__Artigo__
—————
As recentes performances de Nicole Kidman, Angelina Jolie ou Pamela Anderson, todas elas apontadas nas diversas cerimónias de prémios que antecedem os Óscares, denotam uma tendência para abraçar grandes papéis depois dos 40. Apesar disso, nenhuma delas consta da lista final de nomeadas que concorre pela estatueta dourada. O que é que isto significa? Que a luta continua.

Foto: IMDB / 'The Last Showgirl'
06 de fevereiro de 2025 às 07:00 Ana Murcho

É um dos melhores filmes sobre os bastidores de Hollywood, esse mundo de espelhos e contradições onde a vaidade, a obsessão e a loucura coabitam com a genialidade e a magia: Sunset Boulevard (1950), que em português tem o título revelador de O Crepúsculo dos Deuses, é muito mais do que uma obra-prima do noir, é um hino à sétima arte. Ele conta-nos a história de Norma Desmond, antiga estrela do Cinema mudo que vive fechada numa mansão insípida e gigante, convencida de que mais cedo ou mais tarde o realizador Cecil B. DeMille a voltará a chamar para trabalharem juntos. [nota: DeMille não é apenas personagem fictício, foi um dos 36 fundadores da Academia de Artes e Ciências Cinematográficas] Essa crença delirante é alimentada pelo súbito aparecimento de Joe Gillis (William Holden), um argumentista fracassado — que tem tanto de gigolo oportunista como de fã embevecido —, que promete ressuscitar a sua carreira. "Eu continuo a ser uma grande atriz! Os filmes é que se tornaram pequenos!", atira a diva ao seu mordomo (interpretado por Erich von Stroheim), uma figura bizarra que lhe alimenta o ego e que, por acaso ou não, é também o seu ex-marido e o primeiro cineasta com quem colaborou. O desabafo solitário de Desmond é como um eco do desespero real da atriz que lhe dá vida — Gloria Swanson, "a maior estrela de todas", sinónimo de êxito de bilheteira nos anos vinte do século passado, quando era transportada dos camarins para o set num pequeno carrinho para evitar percalços com o seu frágil e delicado corpo. E para não danificar os seus turbantes forrados a penas de pavão e os seus casacos de pele de avestruz.
—————
__Extrato de dados__
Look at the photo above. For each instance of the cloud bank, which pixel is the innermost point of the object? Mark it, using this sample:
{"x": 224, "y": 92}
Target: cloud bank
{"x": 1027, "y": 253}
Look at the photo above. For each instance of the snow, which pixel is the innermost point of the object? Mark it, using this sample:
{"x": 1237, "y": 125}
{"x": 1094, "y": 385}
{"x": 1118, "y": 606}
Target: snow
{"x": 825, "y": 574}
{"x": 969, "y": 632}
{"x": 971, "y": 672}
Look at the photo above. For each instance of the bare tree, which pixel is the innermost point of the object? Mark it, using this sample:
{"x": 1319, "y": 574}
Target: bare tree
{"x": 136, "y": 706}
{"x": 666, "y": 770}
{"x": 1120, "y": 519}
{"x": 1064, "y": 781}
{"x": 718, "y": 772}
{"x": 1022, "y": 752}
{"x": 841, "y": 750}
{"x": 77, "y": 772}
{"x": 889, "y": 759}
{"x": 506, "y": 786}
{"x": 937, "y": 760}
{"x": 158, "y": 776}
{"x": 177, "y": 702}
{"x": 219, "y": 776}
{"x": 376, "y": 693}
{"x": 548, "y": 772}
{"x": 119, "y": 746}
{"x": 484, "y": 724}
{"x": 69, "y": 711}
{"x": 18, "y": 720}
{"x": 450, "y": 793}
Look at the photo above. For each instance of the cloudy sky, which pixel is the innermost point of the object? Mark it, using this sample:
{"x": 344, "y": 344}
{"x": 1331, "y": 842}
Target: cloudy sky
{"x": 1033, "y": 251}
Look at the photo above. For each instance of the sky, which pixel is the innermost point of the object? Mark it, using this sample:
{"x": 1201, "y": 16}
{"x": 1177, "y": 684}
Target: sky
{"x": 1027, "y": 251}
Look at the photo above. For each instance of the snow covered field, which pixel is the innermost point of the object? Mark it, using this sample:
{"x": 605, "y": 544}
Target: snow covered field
—————
__Lista de tarefas__
**A.** Edite o trecho do artigo entre "As recentes performances" e "a luta continua.", inclusive, trocando "estatueta dourada" por "estatueta de ouro".
**B.** Prossiga, por favor, com o artigo sobre as atrizes de Hollywood depois dos 40 a partir do ponto em que termina.
Os registos não têm qualquer relação com o artigo.

__Resultados por ordem__
**A.**
As recentes performances de Nicole Kidman, Angelina Jolie ou Pamela Anderson, todas elas apontadas nas diversas cerimónias de prémios que antecedem os Óscares, denotam uma tendência para abraçar grandes papéis depois dos 40. Apesar disso, nenhuma delas consta da lista final de nomeadas que concorre pela estatueta de ouro. O que é que isto significa? Que a luta continua.

**B.**
Foto: Getty Images

À semelhança de Desmond, que profere uma das frases mais icónicas da História do Cinema ("Mr. DeMille, estou preparada para o meu close-up!") Swanson estava há muito tempo "à espera", pronta para o seu grande plano. Tinham passado duas décadas desde o seu último grande sucesso. Já não era o seu nome que o público queria ver anunciado a néon nas vitrines das grandes salas escuras. A sua luz tinha-se apagado. Talvez por isso, apesar de ser uma crítica feroz sobre os meandros da indústria, bem como uma reflexão nada abonatória sobre o ostracismo a que as atrizes são votadas — principalmente depois dos 40 anos —, Sunset Boulevard foi aplaudido, encarado como um fabuloso mea culpa; uma vez mais, a Arte foi a salvação, o meio através do qual o sistema se justificou, e ao mesmo tempo antecipou, o fim dos célebres anos dourados de Hollywood. O filme serviu para mostrar aos primeiros ocupantes do star system, nomeadamente mulheres, que o seu prazo de validade dependia da duração da memória dos espectadores. E da sua beleza, claro. As primeiras rugas pagam-se muito caro. Não obstante o aplauso generalizado, Gloria Swanson não se reconciliou com as audiências. Muitos não a (re)conheciam, outros acreditavam que ela e Norma Desmond eram a mesma pessoa. Além disso, as propostas que recebeu posteriormente foram, segundo a própria, "pálidas imitações" desse papel que acabou por lhe a dar a nomeação ao Óscar de Melhor Atriz de 1951 — outra das concorrentes era Bette Davis, indicada por All About Eve, e todos acreditavam que o galardão seria entregue a uma das duas. No final, o prémio seria ganho por Judy Holliday, pelo seu papel na comédia Born Yesterday. Holliday tinha, à época, 30 anos. Davis estava a dias de celebrar os 42. Swanson era "uma velha raposa", nascida em 1899.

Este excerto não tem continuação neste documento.